Transcribe the lines below word for word, omitting the pictures from your answer.
-- Data shown start --
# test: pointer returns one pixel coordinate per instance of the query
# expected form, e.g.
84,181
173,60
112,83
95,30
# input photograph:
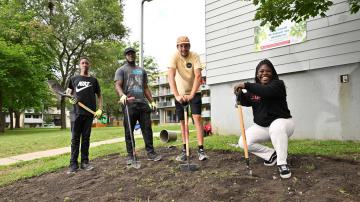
-- Data shown end --
Answer to the problem ::
# test: pointer returns one pixel coordinate per instance of the query
# expected form, e.g.
84,181
173,60
112,83
95,30
# input photograph:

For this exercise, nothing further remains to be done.